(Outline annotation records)
• • •

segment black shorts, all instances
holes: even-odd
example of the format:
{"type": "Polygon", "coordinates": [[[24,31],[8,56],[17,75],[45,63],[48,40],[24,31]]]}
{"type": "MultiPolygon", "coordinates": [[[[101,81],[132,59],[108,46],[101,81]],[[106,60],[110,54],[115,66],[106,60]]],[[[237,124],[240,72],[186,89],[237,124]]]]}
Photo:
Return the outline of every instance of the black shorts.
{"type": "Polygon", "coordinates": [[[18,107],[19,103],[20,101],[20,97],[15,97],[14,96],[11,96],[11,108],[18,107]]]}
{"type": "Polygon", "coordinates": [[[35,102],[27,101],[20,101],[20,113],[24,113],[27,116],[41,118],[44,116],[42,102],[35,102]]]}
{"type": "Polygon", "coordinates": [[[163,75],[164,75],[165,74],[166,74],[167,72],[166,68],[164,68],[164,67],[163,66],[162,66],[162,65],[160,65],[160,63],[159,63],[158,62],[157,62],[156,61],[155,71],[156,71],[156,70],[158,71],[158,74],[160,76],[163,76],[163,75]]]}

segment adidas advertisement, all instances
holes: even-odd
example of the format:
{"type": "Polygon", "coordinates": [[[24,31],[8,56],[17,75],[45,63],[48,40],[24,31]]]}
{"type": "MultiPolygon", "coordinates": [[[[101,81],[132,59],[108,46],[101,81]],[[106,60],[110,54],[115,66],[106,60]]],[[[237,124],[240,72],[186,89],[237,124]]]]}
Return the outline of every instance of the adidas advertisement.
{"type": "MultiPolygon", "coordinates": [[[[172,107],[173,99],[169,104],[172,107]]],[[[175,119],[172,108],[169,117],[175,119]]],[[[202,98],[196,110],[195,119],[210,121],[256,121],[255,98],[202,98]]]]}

• • •

> _Task_
Repeat word for word the stretch of the data from the line containing "segment adidas advertisement, all instances" through the end of the data.

> _Solution for this exercise_
segment adidas advertisement, all instances
holes: even-odd
example of the format:
{"type": "Polygon", "coordinates": [[[24,31],[8,56],[17,75],[45,63],[48,40],[24,31]]]}
{"type": "MultiPolygon", "coordinates": [[[[101,81],[132,59],[108,46],[101,81]],[[106,60],[110,54],[115,66],[106,60]]],[[[237,124],[240,72],[186,89],[237,124]]]]}
Return the outline of every instance of the adidas advertisement.
{"type": "MultiPolygon", "coordinates": [[[[172,107],[173,99],[169,104],[172,107]]],[[[175,119],[172,108],[169,117],[175,119]]],[[[202,98],[196,110],[195,119],[210,121],[256,121],[255,98],[202,98]]]]}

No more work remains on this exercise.